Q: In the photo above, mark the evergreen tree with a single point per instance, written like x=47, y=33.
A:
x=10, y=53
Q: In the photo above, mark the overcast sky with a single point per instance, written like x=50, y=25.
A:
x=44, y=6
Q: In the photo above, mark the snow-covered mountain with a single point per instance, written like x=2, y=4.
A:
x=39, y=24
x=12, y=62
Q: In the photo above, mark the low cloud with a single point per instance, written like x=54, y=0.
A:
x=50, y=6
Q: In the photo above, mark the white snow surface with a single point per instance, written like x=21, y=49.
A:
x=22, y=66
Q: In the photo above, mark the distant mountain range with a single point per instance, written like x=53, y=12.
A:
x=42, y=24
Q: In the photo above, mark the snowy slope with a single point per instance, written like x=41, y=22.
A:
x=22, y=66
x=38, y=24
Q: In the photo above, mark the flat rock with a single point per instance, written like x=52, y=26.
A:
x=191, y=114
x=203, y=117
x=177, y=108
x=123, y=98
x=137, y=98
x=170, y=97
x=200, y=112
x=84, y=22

▬▬▬

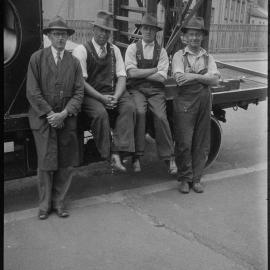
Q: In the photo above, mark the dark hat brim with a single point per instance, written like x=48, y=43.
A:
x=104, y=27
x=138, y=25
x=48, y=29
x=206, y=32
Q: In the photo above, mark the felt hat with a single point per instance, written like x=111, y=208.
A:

▬▬▬

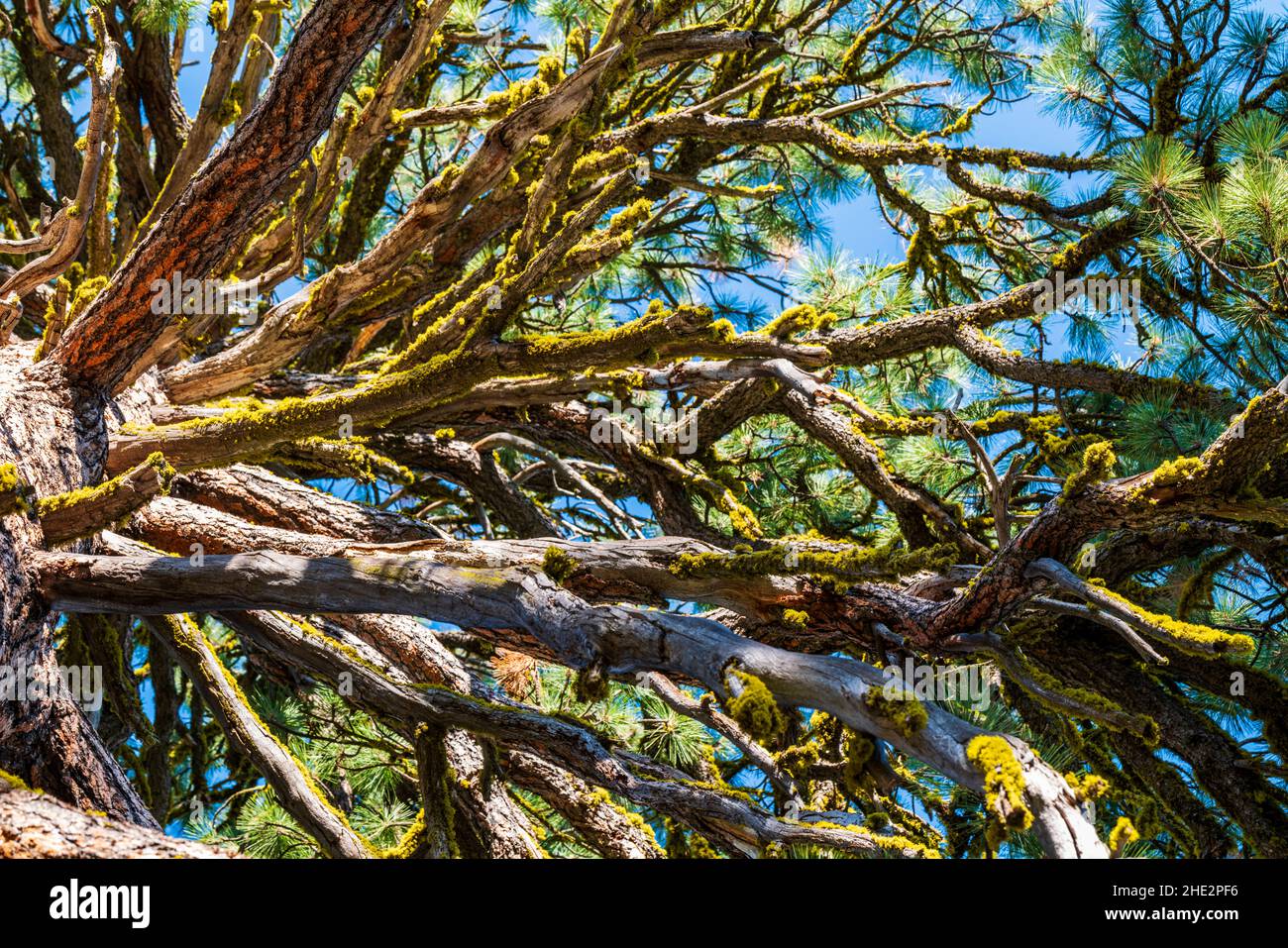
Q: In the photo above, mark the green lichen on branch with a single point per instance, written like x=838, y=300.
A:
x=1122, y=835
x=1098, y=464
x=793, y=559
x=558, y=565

▬▬▬

TASK OBJECTIVE: Collect every line of the records that contains the string "with", treating uppercase and lowercase letters as distinct.

EXERCISE RESPONSE:
Q: In the photo above, mark the evergreen tree with a single point per instance, written like x=47, y=33.
Q: In the photo above, mark the overcast sky with a single point per instance, written like x=50, y=25.
Q: In the photo above, mark the snow-covered mountain with a single point per instance, written like x=2, y=4.
Q: In the photo above, mark the low cloud with a single point per instance, written like x=54, y=0.
Q: In the photo above, mark the white snow surface with a single point per instance, written like x=21, y=49.
Q: In the photo above, mark the distant mountain range with a single point per instance, written like x=53, y=12.
Q: In the photo above, mark the snowy slope with a single point per instance, written like x=41, y=22.
Q: In the photo above, mark the flat rock with a single point per instance, written like x=52, y=26.
Q: In the photo above, mark the dark hat brim with a single point per instance, written like x=48, y=43.
Q: In the photo above, mark the felt hat with a single point per instance, written like x=111, y=208.
Q: In the photo above, mark the green lichen on branch with a single point per instance, written like x=838, y=300.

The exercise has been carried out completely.